Write out the lines below exactly, starting with the line that contains "Expected: a point inside each instance of the shrub, one" and going on through the end of the lines. Include both of those lines and nothing else.

= = =

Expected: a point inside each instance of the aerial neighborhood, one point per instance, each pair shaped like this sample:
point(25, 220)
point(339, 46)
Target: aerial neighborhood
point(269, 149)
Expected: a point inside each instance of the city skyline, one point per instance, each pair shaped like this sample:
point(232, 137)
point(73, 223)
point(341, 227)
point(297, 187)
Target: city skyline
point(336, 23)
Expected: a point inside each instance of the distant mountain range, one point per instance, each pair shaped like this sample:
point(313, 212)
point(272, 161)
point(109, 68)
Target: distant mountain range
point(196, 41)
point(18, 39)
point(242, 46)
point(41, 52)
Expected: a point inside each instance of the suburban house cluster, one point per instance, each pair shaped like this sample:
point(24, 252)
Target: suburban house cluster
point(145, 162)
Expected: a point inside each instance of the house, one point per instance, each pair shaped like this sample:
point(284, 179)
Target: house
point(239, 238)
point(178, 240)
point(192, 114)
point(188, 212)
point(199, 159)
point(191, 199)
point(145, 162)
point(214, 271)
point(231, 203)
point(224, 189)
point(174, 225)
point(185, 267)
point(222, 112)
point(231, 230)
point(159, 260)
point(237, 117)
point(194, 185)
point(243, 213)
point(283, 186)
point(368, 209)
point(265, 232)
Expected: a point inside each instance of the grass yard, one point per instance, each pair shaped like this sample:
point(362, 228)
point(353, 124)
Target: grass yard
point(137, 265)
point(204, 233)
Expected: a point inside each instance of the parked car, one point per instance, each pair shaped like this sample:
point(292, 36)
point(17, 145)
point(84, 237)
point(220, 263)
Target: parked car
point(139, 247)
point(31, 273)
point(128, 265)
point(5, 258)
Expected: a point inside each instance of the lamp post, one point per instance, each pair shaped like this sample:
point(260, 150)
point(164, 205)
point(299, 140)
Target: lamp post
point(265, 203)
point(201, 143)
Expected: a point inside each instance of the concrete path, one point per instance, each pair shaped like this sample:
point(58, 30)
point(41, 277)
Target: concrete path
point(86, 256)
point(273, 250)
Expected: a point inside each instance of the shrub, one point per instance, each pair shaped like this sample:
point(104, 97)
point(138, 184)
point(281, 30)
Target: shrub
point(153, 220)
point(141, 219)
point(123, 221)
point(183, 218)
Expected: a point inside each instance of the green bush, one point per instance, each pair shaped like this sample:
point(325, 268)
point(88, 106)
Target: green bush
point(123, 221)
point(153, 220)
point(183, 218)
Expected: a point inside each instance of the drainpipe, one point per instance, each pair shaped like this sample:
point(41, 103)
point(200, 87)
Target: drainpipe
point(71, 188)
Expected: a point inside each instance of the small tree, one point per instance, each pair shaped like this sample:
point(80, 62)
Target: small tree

= = =

** Exercise result **
Expected: a point inside each instance of the shrub, one point per instance, each pair shaped like this sample:
point(104, 97)
point(138, 184)
point(281, 30)
Target: shrub
point(153, 220)
point(141, 219)
point(123, 221)
point(183, 218)
Expected: a point inside each instance of the green bush, one point per instance, each pair shaped like this sample:
point(325, 268)
point(88, 106)
Target: green bush
point(123, 221)
point(153, 220)
point(183, 218)
Expected: a point inside each instance of the drainpipe, one point per instance, each pair shaped like this sample:
point(41, 103)
point(200, 87)
Target: drainpipe
point(71, 188)
Expected: a point inside each instance of the small tree, one point per instance, each pair shaped like this sample:
point(80, 62)
Target: small tree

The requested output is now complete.